● **ASSIGNMENT**:
Find every line in the records below that contains the word "rough" and copy each of those lines in full. Case counts.

● **TASK INPUT**:
-*-*-

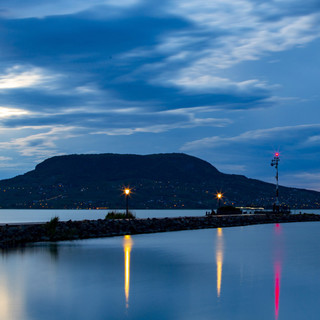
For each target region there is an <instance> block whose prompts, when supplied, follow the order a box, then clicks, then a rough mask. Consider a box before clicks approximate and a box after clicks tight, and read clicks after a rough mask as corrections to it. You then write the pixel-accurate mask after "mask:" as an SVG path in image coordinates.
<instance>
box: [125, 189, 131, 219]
mask: <svg viewBox="0 0 320 320" xmlns="http://www.w3.org/2000/svg"><path fill="white" fill-rule="evenodd" d="M130 193H131V189H129V188H124V189H123V194H124V195H125V196H126V218H128V217H129V196H130Z"/></svg>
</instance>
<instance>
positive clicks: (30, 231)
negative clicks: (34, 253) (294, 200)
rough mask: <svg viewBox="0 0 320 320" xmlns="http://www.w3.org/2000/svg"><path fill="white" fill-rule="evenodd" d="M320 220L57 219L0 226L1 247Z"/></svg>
mask: <svg viewBox="0 0 320 320" xmlns="http://www.w3.org/2000/svg"><path fill="white" fill-rule="evenodd" d="M305 221H320V215H315V214H295V215H287V216H277V215H263V214H261V215H238V216H208V217H179V218H162V219H156V218H153V219H134V220H127V219H123V220H108V219H106V220H101V219H100V220H84V221H71V220H70V221H67V222H59V221H58V220H57V219H56V220H54V219H53V220H52V221H50V222H47V223H45V224H21V225H4V226H1V227H0V247H2V248H5V247H11V246H17V245H23V244H25V243H28V242H39V241H60V240H78V239H88V238H99V237H113V236H121V235H125V234H142V233H154V232H167V231H179V230H194V229H207V228H220V227H223V228H224V227H235V226H246V225H252V224H265V223H285V222H305Z"/></svg>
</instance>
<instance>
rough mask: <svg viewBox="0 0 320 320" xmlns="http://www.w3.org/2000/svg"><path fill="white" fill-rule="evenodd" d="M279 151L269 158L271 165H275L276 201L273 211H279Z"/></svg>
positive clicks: (279, 158)
mask: <svg viewBox="0 0 320 320" xmlns="http://www.w3.org/2000/svg"><path fill="white" fill-rule="evenodd" d="M279 161H280V158H279V152H276V153H275V154H274V157H273V159H272V160H271V167H273V166H274V167H275V168H276V177H275V178H276V201H275V203H274V208H273V211H276V212H278V213H279V174H278V165H279Z"/></svg>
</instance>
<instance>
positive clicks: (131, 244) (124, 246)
mask: <svg viewBox="0 0 320 320" xmlns="http://www.w3.org/2000/svg"><path fill="white" fill-rule="evenodd" d="M132 244H133V242H132V239H131V236H129V235H125V236H124V239H123V250H124V293H125V296H126V308H129V291H130V253H131V248H132Z"/></svg>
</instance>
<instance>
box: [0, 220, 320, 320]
mask: <svg viewBox="0 0 320 320" xmlns="http://www.w3.org/2000/svg"><path fill="white" fill-rule="evenodd" d="M319 252H320V223H319V222H304V223H287V224H270V225H257V226H246V227H233V228H219V229H208V230H193V231H179V232H168V233H158V234H144V235H134V236H125V237H114V238H104V239H89V240H81V241H65V242H58V243H38V244H33V245H30V246H28V247H26V248H23V249H13V250H9V251H2V254H1V257H0V274H1V277H0V304H1V306H0V319H6V320H22V319H23V320H43V319H47V320H50V319H54V320H55V319H59V320H60V319H68V320H69V319H77V320H82V319H83V320H84V319H85V320H87V319H95V320H100V319H101V320H102V319H104V320H105V319H137V320H138V319H139V320H140V319H148V320H149V319H184V320H185V319H190V320H191V319H192V320H193V319H215V320H230V319H235V320H238V319H246V320H251V319H252V320H256V319H259V320H264V319H265V320H270V319H275V320H284V319H288V320H294V319H297V320H300V319H319V313H320V305H319V288H320V271H319V270H320V254H319Z"/></svg>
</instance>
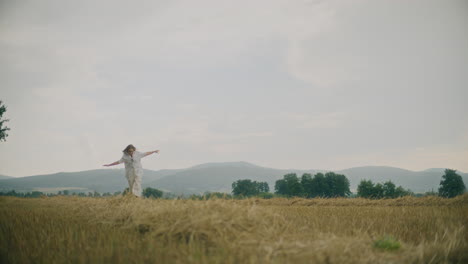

-*-*-

● **SOLUTION TO THE PROBLEM**:
For each target region there is an <instance> block whose prompts, when supplied, follow the order a box, then clicks, then a rough mask. Consider a box before clicks approximate and a box after clicks tight, and read clicks after a rough mask as corrections to it. You then write the pixel-accurate mask after "mask:" as an SVG path in image coordinates.
rough mask: <svg viewBox="0 0 320 320" xmlns="http://www.w3.org/2000/svg"><path fill="white" fill-rule="evenodd" d="M320 220L57 219L0 226L1 247Z"/></svg>
rough mask: <svg viewBox="0 0 320 320" xmlns="http://www.w3.org/2000/svg"><path fill="white" fill-rule="evenodd" d="M279 151L269 158L271 165H275L276 201L273 211H279Z"/></svg>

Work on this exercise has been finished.